◆ **COMPLETE THE FOLLOWING**:
1. Copy the stretch of the passage on blood counts in COVID-19 patients with MPE from "Although there is" through "recent medication initiation.".
2. Answer these questions using the passage on blood counts in COVID-19 patients with MPE:
(a) Which complete blood count parameters were found to be higher in the MPE group?
(b) What did Zhang et al. report about the number of monocytes in the peripheral blood of COVID-19 patients compared with the healthy population?
(c) Which cytokine can both basophils and eosinophils produce?
3. Extend the passage on blood counts in COVID-19 patients with MPE, beginning after its final sentence.

◆ **SUPPLIED TEXT**:
# # # # # # #

In the current study, among complete blood count parameters, monocyte, basophil, and eosinophil counts were found to be higher in the MPE group. Monocytes and macrophages are the mononuclear phagocyte system’s primary cells that play a role in innate and adaptive immunity. Zhang et al.15 reported that the number of monocytes in the peripheral blood of COVID-19 patients and the healthy population was similar. However, it has also been suggested that increased numbers of granulocyte-macrophage colony-stimulating factor+ monocytes and IL-6+ monocytes in the peripheral blood were responsible for the inflammatory cytokine storm in COVID-19 infection16, 17. In this context, it is not surprising that the number of monocytes was higher in the MPE group, in which the cytokine storm was blamed for the pathogenesis.
Although there is no apparent effect of SARS-CoV-2 on eosinophils and basophils, a reduction in both cell groups is generally expected in COVID-19 patients. Both basophils and eosinophils can produce IL-4, an essential cytokine that stimulates the proliferation of activated T cells18. Thus, an increase in eosinophils and basophils might have contributed to the development of MPE in the setting of COVID-19 through T cell activation and cytokine storm. An increased number of basophils and eosinophils may be a cause and/or consequence of the development of MPE in COVID-19 patients. Although eosinophilia is an expected finding in drug-induced MPE19, the rate of eosinophilia was also high in our COVID-19 patients with MPE, who had no history of recent medication initiation.

# # # # # # #

◆ **RAW DATA**:
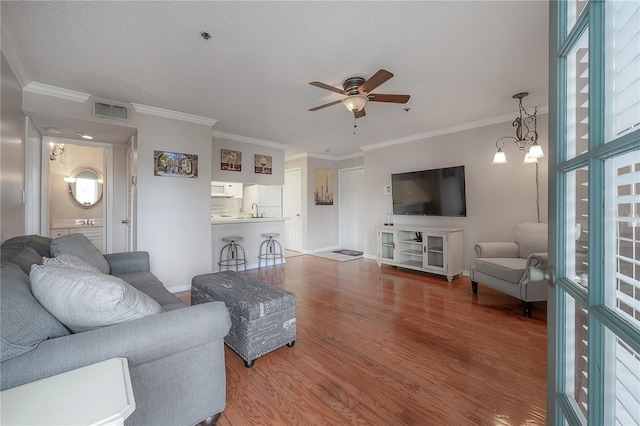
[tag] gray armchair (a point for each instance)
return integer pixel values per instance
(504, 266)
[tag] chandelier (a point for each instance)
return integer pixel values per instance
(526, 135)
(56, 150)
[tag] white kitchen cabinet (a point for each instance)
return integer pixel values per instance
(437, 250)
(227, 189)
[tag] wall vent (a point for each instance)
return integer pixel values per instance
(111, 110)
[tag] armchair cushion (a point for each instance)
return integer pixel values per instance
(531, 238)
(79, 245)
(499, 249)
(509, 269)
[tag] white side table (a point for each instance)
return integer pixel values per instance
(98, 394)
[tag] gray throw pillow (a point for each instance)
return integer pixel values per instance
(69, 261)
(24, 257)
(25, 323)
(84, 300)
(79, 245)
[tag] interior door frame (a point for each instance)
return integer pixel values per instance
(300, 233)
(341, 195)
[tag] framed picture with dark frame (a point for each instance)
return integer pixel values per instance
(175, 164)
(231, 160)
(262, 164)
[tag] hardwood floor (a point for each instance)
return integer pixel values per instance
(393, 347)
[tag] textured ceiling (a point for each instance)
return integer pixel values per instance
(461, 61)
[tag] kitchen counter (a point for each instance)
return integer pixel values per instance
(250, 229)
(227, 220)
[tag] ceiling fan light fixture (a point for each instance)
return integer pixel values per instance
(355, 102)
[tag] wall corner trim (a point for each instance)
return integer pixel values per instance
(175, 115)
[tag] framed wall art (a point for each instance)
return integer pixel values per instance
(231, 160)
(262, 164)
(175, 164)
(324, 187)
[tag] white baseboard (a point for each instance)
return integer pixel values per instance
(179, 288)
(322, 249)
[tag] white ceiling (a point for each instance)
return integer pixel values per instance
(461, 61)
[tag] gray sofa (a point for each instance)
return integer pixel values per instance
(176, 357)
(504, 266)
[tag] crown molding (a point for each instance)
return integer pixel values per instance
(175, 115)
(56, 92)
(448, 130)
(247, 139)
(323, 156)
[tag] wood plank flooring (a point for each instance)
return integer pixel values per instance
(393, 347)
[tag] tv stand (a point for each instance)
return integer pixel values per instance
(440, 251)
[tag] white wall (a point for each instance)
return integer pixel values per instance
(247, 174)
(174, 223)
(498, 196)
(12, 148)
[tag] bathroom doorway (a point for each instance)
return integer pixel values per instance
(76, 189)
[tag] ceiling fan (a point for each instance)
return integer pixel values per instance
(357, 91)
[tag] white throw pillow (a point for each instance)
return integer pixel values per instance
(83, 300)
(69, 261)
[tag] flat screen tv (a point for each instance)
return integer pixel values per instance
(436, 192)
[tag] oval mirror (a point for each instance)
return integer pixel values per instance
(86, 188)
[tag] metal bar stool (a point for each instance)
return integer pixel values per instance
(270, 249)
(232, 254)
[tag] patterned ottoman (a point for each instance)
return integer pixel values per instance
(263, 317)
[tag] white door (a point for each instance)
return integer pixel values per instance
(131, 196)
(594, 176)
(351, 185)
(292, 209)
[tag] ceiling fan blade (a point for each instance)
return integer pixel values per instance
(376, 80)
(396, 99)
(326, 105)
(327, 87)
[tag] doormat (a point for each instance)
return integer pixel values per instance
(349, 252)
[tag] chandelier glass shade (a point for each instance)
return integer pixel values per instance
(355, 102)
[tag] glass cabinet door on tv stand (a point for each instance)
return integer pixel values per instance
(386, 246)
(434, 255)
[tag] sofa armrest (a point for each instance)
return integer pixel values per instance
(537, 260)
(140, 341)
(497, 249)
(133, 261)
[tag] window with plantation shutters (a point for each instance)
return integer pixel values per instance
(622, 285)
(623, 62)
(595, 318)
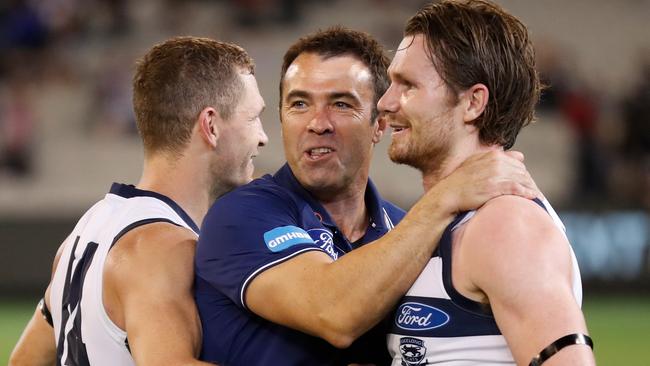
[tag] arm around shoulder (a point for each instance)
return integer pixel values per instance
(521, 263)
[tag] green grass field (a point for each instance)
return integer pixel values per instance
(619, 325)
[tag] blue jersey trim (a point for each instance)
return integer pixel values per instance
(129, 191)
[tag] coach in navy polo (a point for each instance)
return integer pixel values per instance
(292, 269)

# # # # # # #

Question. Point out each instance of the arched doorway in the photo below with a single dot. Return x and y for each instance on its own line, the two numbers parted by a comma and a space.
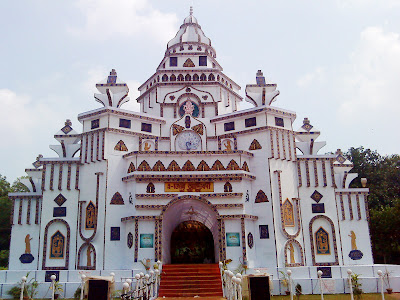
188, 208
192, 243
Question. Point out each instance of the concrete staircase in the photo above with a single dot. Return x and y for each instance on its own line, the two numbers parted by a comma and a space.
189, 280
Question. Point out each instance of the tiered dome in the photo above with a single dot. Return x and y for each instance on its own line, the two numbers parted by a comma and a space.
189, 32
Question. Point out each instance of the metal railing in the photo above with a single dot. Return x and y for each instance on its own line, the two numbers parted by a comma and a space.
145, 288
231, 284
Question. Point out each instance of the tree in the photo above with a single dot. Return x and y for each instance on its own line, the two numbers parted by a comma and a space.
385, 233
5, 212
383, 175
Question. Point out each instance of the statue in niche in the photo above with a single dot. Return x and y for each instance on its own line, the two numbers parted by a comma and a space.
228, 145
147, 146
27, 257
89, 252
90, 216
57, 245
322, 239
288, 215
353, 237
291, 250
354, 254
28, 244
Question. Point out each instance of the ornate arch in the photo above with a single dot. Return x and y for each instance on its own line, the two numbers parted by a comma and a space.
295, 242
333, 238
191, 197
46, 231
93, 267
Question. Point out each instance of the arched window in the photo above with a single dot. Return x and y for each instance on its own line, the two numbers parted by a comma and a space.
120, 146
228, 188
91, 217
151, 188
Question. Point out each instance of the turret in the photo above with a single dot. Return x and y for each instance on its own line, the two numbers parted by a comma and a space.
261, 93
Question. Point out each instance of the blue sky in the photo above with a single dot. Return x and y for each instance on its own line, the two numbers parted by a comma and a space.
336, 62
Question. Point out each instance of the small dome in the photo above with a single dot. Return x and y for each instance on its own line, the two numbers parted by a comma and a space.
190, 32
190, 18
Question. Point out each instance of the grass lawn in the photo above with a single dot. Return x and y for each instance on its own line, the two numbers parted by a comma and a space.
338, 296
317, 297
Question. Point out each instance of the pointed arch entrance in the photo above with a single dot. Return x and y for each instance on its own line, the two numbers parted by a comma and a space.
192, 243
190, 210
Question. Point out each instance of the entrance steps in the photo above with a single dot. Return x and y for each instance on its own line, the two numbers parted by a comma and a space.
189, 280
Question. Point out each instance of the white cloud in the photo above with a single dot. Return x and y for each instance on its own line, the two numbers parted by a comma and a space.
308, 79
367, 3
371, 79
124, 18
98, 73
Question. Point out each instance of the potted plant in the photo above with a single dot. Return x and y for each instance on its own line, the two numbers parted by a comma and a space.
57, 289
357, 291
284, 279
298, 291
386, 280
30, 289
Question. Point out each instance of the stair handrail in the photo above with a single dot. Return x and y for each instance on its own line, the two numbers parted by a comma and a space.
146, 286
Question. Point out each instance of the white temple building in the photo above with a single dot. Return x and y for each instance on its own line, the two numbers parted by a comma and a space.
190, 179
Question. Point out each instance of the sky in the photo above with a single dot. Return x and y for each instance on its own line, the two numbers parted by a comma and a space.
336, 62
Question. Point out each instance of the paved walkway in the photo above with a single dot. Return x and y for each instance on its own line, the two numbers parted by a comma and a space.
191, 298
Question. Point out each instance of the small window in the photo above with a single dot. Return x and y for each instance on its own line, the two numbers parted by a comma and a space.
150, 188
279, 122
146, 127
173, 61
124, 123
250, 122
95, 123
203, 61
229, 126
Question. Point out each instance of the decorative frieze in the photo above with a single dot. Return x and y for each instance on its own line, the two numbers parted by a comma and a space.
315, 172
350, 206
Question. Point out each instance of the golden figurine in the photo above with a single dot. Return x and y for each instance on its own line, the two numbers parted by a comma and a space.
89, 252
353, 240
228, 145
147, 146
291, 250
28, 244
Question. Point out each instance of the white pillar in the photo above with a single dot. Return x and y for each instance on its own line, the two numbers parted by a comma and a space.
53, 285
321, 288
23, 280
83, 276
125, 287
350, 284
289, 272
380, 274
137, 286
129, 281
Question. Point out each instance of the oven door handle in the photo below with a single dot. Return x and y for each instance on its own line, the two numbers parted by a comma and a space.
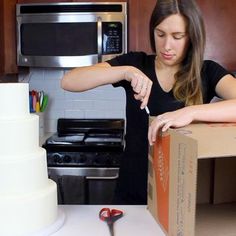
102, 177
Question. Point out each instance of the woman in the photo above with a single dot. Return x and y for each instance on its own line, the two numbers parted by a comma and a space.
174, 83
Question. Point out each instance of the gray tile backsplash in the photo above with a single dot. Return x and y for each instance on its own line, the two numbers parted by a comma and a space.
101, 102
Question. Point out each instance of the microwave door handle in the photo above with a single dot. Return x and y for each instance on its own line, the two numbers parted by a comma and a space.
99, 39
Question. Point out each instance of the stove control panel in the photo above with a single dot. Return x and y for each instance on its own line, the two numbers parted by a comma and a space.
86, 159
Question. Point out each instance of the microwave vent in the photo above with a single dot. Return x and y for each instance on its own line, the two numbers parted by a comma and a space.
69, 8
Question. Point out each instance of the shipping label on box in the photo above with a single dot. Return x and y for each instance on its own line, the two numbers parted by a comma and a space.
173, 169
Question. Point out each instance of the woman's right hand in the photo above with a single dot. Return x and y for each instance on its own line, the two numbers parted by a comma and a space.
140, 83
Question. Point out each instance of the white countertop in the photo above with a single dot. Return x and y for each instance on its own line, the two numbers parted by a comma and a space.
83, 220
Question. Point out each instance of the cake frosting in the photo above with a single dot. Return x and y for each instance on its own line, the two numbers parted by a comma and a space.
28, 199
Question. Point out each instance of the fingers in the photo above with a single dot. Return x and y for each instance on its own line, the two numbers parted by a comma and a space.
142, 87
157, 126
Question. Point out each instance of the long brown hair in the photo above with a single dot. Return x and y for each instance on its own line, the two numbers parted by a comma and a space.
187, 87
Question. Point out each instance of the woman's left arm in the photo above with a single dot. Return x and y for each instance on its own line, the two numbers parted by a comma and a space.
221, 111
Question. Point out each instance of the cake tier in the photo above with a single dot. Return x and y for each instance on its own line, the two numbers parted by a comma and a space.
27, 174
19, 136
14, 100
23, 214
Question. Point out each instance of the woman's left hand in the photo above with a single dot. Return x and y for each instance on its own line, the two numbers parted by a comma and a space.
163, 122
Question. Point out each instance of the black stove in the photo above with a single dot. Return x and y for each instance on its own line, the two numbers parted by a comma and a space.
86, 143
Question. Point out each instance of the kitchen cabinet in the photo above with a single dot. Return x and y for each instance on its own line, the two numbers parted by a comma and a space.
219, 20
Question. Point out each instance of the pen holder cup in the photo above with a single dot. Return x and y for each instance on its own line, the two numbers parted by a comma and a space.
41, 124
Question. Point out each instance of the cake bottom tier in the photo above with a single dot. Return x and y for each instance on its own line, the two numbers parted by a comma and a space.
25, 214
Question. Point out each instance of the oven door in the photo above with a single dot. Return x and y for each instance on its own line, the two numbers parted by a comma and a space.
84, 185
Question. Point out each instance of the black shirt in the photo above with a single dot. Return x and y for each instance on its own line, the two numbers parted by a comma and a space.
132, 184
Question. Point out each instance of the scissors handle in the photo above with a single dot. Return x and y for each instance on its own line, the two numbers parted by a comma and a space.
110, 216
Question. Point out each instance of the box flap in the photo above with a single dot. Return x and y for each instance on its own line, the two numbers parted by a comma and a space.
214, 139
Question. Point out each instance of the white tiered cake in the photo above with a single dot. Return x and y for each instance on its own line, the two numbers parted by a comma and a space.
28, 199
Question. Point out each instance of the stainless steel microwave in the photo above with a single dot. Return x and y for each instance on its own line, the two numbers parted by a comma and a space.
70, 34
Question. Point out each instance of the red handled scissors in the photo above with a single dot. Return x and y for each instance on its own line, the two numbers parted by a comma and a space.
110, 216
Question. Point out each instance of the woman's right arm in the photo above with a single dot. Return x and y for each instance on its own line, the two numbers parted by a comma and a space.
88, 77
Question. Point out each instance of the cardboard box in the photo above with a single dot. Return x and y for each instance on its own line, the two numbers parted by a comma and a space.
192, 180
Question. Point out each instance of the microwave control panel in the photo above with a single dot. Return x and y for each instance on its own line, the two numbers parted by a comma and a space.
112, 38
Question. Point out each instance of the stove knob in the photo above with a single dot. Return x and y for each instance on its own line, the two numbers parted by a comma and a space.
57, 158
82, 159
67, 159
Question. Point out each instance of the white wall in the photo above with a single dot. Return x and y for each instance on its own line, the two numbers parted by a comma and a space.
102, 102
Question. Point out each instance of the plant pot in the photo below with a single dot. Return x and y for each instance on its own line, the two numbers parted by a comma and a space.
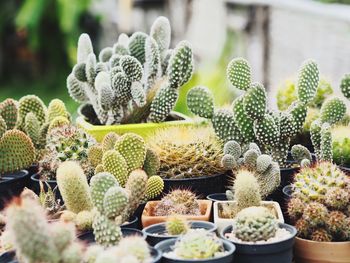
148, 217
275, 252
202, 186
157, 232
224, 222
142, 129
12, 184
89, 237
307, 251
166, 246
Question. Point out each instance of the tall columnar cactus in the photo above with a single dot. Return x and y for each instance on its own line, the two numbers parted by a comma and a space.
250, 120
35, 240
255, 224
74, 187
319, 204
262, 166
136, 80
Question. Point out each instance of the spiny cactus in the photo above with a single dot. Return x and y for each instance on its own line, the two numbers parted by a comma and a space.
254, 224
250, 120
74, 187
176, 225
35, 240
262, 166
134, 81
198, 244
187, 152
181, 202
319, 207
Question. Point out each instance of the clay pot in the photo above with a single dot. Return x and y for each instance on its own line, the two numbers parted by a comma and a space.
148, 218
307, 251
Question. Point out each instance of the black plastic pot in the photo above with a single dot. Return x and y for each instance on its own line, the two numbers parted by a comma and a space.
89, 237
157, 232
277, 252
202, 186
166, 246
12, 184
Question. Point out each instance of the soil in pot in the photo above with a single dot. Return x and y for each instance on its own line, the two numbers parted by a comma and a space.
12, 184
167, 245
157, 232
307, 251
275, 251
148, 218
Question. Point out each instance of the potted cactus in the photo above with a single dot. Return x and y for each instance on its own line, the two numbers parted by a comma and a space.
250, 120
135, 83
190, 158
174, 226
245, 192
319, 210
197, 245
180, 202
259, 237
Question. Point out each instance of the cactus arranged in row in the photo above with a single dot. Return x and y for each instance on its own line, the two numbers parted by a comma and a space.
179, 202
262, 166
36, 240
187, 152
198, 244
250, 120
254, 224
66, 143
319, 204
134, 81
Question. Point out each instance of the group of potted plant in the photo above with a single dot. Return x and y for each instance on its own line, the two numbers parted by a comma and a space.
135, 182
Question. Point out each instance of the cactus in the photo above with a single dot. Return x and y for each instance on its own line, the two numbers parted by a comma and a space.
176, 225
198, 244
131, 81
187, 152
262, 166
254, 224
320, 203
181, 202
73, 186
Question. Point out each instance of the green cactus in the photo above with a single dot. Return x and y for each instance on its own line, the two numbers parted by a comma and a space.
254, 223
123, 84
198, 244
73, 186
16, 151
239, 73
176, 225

# # # # # # #

◆ **OUTPUTS BY TASK**:
1.
Although there is no apparent effect of SARS-CoV-2 on eosinophils and basophils, a reduction in both cell groups is generally expected in COVID-19 patients. Both basophils and eosinophils can produce IL-4, an essential cytokine that stimulates the proliferation of activated T cells18. Thus, an increase in eosinophils and basophils might have contributed to the development of MPE in the setting of COVID-19 through T cell activation and cytokine storm. An increased number of basophils and eosinophils may be a cause and/or consequence of the development of MPE in COVID-19 patients. Although eosinophilia is an expected finding in drug-induced MPE19, the rate of eosinophilia was also high in our COVID-19 patients with MPE, who had no history of recent medication initiation.

2.
(a) Monocyte, basophil, and eosinophil counts.
(b) The numbers were similar.
(c) IL-4.

3.
SARS-CoV-2, an RNA virus, mutates frequently and the infectiousness, virulence, effects on the immune system, mortality rate, and the presence of clinical findings such as anosmia and ageusia of newly emerging variants may differ. According to the WHO epidemiological update of December 11, 2021, five SARS-CoV-2 variants have been identified since the beginning of the pandemic: Alpha (B.1.1.7), Beta (B.1.351), Gamma (P.1), Delta (B.1.617.2), Omicron (B.1.1.529). The first of these variants, the Alpha (B.1.1.7) variant, was reported in late December 2020 in the United Kingdom20.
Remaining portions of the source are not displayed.